Coordinate labeling data
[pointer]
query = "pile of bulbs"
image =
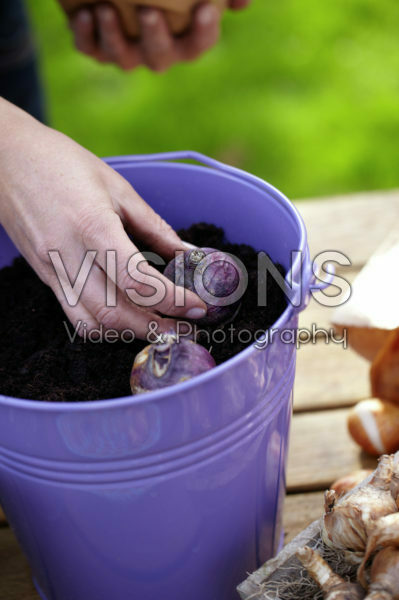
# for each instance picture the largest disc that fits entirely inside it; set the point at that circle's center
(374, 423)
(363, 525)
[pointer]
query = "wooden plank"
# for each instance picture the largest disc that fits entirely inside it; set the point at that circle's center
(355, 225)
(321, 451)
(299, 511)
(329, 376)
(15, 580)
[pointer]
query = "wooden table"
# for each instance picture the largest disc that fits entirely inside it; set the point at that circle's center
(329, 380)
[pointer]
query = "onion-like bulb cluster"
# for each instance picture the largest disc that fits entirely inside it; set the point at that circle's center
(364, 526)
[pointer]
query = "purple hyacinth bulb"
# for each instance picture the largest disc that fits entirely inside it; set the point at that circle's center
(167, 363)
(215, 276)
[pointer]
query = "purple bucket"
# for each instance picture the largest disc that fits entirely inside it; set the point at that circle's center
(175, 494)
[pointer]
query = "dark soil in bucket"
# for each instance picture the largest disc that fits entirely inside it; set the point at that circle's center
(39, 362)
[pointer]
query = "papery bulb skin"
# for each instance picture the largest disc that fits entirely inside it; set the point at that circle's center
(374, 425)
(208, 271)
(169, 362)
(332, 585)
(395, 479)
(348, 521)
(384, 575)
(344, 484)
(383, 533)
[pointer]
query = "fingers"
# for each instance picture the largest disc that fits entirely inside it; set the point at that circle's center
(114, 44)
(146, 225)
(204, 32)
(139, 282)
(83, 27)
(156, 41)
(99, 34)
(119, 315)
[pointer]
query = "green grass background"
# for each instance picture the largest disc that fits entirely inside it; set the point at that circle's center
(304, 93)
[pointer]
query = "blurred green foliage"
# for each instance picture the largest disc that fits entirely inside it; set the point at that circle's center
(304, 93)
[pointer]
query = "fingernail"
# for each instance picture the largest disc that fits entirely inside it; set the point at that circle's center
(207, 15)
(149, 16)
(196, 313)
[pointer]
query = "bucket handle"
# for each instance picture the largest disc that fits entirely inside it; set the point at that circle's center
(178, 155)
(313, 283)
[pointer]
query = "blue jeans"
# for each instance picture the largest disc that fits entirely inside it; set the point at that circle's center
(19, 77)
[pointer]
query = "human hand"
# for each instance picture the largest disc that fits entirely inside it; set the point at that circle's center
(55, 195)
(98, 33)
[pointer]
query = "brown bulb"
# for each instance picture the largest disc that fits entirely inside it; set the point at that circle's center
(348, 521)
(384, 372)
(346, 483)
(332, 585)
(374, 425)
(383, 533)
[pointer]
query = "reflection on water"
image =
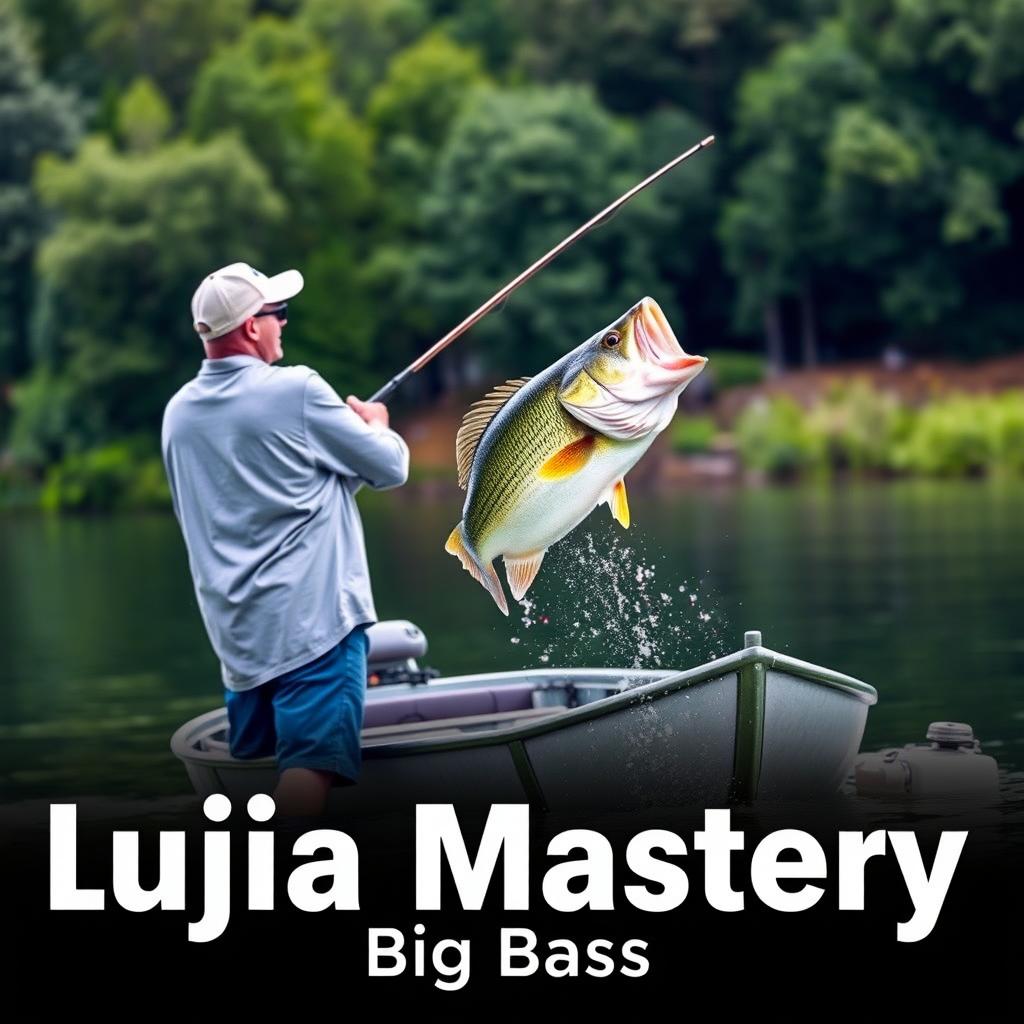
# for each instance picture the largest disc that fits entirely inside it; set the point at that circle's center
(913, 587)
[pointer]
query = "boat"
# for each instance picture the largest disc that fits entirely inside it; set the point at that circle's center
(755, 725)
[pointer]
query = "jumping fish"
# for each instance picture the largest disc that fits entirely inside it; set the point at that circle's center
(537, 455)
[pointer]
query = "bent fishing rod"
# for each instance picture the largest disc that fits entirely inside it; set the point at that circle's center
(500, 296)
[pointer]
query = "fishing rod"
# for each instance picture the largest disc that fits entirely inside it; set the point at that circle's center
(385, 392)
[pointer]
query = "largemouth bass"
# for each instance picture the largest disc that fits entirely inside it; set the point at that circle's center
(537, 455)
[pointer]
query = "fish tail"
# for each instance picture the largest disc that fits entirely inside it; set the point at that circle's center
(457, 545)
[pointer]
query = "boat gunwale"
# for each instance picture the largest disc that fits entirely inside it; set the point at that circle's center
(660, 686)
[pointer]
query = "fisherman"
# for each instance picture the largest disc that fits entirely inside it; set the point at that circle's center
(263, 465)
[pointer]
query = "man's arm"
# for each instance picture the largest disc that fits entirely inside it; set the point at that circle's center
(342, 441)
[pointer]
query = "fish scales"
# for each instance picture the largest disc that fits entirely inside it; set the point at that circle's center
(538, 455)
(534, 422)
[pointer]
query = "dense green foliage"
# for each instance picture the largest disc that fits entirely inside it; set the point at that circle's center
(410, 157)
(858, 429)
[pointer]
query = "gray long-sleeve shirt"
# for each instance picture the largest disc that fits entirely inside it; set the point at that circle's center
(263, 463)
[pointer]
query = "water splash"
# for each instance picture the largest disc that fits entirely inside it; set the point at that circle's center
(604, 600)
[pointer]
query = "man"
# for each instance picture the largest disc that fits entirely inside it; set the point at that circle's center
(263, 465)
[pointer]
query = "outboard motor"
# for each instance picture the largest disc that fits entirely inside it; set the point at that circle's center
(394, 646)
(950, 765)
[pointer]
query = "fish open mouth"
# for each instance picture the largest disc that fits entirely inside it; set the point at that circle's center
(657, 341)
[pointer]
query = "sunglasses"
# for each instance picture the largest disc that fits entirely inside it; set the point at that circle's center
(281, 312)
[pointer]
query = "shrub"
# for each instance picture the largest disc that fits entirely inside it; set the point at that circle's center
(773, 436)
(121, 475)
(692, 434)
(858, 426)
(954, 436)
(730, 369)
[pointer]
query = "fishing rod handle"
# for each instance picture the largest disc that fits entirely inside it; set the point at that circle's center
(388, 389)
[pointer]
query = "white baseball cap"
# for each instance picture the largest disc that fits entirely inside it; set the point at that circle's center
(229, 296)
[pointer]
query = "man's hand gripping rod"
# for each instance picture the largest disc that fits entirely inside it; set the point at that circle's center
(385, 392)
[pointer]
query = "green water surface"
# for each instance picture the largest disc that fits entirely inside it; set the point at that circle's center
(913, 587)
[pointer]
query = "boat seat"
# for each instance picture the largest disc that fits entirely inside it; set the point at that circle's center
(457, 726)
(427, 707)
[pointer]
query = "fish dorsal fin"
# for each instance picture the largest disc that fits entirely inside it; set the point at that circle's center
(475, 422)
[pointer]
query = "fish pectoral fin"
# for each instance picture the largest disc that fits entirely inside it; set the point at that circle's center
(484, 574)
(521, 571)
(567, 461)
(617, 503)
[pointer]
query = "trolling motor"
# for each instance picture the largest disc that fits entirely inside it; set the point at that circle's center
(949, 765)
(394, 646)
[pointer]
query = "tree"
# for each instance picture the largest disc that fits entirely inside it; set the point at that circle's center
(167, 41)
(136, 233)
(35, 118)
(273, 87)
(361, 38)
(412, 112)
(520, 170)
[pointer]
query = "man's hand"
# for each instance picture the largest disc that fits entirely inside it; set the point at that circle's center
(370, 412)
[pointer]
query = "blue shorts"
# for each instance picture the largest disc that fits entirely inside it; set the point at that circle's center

What is needed:
All of the material above is to be copied exactly, except for its images.

Exercise response:
[pointer]
query = "pile of bulbs"
image =
# for each instance picture the largest disc that fits entirely inside it; set the point at that circle's center
(374, 423)
(363, 525)
[pointer]
query = "wooden plank"
# for each instance picture the largest disc that fits entirely inside it; set the point at that circle's center
(355, 225)
(321, 451)
(299, 511)
(329, 376)
(15, 580)
[pointer]
query = "wooden table"
# for each instance picture the largest disc that fits entirely inside it; set the point at that circle's center
(329, 380)
[pointer]
query = "onion-like bulb cluster"
# for each instance picture the largest disc that fits entirely inside it; set the point at that circle's center
(364, 526)
[pointer]
query = "purple hyacinth bulb"
# for each instance picture the largest disc that fits entirely inside it; set the point at that circle's center
(167, 363)
(215, 276)
[pointer]
query = "purple bucket"
# for each instance picture the largest disc that fits entirely inside it; set the point at that circle's center
(175, 494)
[pointer]
query = "dark soil in bucket"
# for each instance picture the largest disc that fits entirely inside it; set the point at that circle's center
(39, 362)
[pointer]
query = "papery bulb skin"
# for each instance picture the largest disc that fits entirely inside it; set the point at that circle's center
(374, 425)
(208, 271)
(169, 362)
(332, 585)
(395, 479)
(348, 521)
(384, 575)
(344, 484)
(383, 533)
[pointer]
query = "fingers"
# for each instance picture the largest disc that fits entirely inside it; set the point at that circle's center
(114, 44)
(146, 225)
(204, 32)
(139, 282)
(83, 27)
(156, 41)
(99, 34)
(119, 315)
[pointer]
query = "green grass background"
# for each instance picture the largest disc that fits entirely inside it; set the point at that circle's center
(304, 93)
[pointer]
query = "blurred green foliage"
# for each instance picture the largest disc that fits entirely inside it; set the point at that circle's center
(304, 93)
[pointer]
query = "fingernail"
# for each instance picture the largest disc that fits entirely inside it; set the point at that circle's center
(207, 15)
(149, 16)
(196, 313)
[pointer]
query = "bucket handle"
# for each instance picture the largest disc that fits entirely inside it; set the point at that circle's center
(178, 155)
(313, 283)
[pointer]
query = "blue jeans"
# for each instance picture the largest disc that fits entirely inside it; set the point at that circle's center
(19, 77)
[pointer]
query = "human hand"
# for each instance picture the largest disc that fits entirely inside it; set the point at that circle's center
(55, 195)
(98, 33)
[pointer]
query = "brown bulb"
# for each instance picture the largest disc that fits entirely inside it; set the point at that circle's center
(348, 521)
(384, 372)
(346, 483)
(332, 585)
(374, 425)
(383, 533)
[pointer]
query = "reflection on water"
image =
# for each instance picture the largest disc that fits entirely inside it; set the point at that circle's center
(913, 587)
[pointer]
query = "boat"
# for each instance picture the largest disc that fits entirely inside it; set the point at that circle's center
(755, 725)
[pointer]
query = "jumping fish"
# for each instance picture the largest disc that fits entirely inside it; set the point at that circle's center
(537, 455)
[pointer]
query = "bent fishing rod"
# for each instance picture the largest disc that fits entirely inside it; set the point at that circle's center
(500, 296)
[pointer]
query = "fishing rod"
# for each instance picture the largest disc that fits entirely inside it; set the point at that circle's center
(385, 392)
[pointer]
query = "largemouth bass"
# for each instance picture the largest disc that fits entirely inside it; set the point at that circle's center
(537, 455)
[pointer]
query = "fish tail"
# for each instance picture the largest disc that fits entirely inside it; set the point at that circle's center
(457, 545)
[pointer]
query = "boat gunwale"
# for each instance picture the largest disc that fits entirely inside it; set the point at that circle's center
(660, 686)
[pointer]
query = "fisherman"
# for each instance picture the largest disc that fits entirely inside it; set the point at that circle's center
(263, 465)
[pointer]
query = "man's arm"
# for each instance picture the largest disc that fits entirely inside it; set the point at that circle's center
(342, 441)
[pointer]
query = "fish scales"
# for each instance picture the largest disc that fits entirely inside it; set the point at that circle's center
(538, 455)
(534, 422)
[pointer]
query = "dense green foliage"
# for each instance picture the largest disc that fits entirely inside it; set the point at that circle's center
(410, 157)
(858, 429)
[pointer]
query = "gray long-sleeve shirt"
# for each instance picture the largest disc that fits entirely inside it; set the point at that circle's center
(263, 463)
[pointer]
query = "water splash"
# for each instance picture the largest disc that fits entirely inside it; set the point at that circle's center
(604, 600)
[pointer]
query = "man"
# for each instance picture the largest disc that fits entirely inside it; set the point at that circle's center
(263, 465)
[pointer]
query = "outboard motor"
# for each instance picture the largest disc that fits entirely inside it; set the point at that circle's center
(394, 646)
(950, 765)
[pointer]
query = "fish open mouth"
# for each instance picture the largest disc that fits entirely inside it; set the point at that circle's center
(657, 341)
[pointer]
query = "sunglasses"
# for each instance picture the largest disc that fits entirely inside it; set the point at that circle's center
(281, 312)
[pointer]
query = "shrub"
# for each instance picture the largest disc that fits entirely inside it; set the point at that circle's center
(773, 436)
(121, 475)
(692, 434)
(858, 426)
(954, 436)
(730, 369)
[pointer]
query = "fishing rod handle"
# for each instance picture the largest disc that fits entirely inside it; set the point at that circle's center
(388, 389)
[pointer]
query = "white baseball cap"
# for each instance picture the largest disc that fits entirely inside it; set the point at that circle's center
(229, 296)
[pointer]
query = "man's hand gripping rod"
# for each instance picture the largest disc that fits entirely inside it; set the point at that circle's center
(385, 392)
[pointer]
query = "green water surface"
# for each instance picture the largest disc that fits entirely inside it; set the point at that circle's center
(913, 587)
[pointer]
query = "boat seat"
# for each instance picture the largest disc that fits entirely inside it; set the point at that circle's center
(457, 726)
(427, 707)
[pointer]
query = "fish dorsal fin"
# for each instance picture the largest disc that fits entirely inside it; set the point at that circle's center
(475, 422)
[pointer]
query = "fish pectoral fin"
# for each instance picture the largest disc that fits entirely inside it; set the point at that circle's center
(484, 574)
(521, 571)
(567, 461)
(617, 503)
[pointer]
query = "trolling motor"
# for each instance picture the largest disc that fits entirely inside it; set the point at that circle's center
(949, 765)
(394, 646)
[pointer]
query = "tree"
# for each instance picture the largest disc that fits entirely inside it; set the point at that circle's center
(167, 41)
(136, 233)
(35, 118)
(273, 87)
(361, 38)
(412, 112)
(520, 170)
[pointer]
query = "man's hand"
# for each instance picture the largest disc that fits entirely inside it; set the point at that circle's center
(370, 412)
[pointer]
query = "blue shorts"
# for each instance picture the largest disc that fits entirely inside it; set the point at that circle's center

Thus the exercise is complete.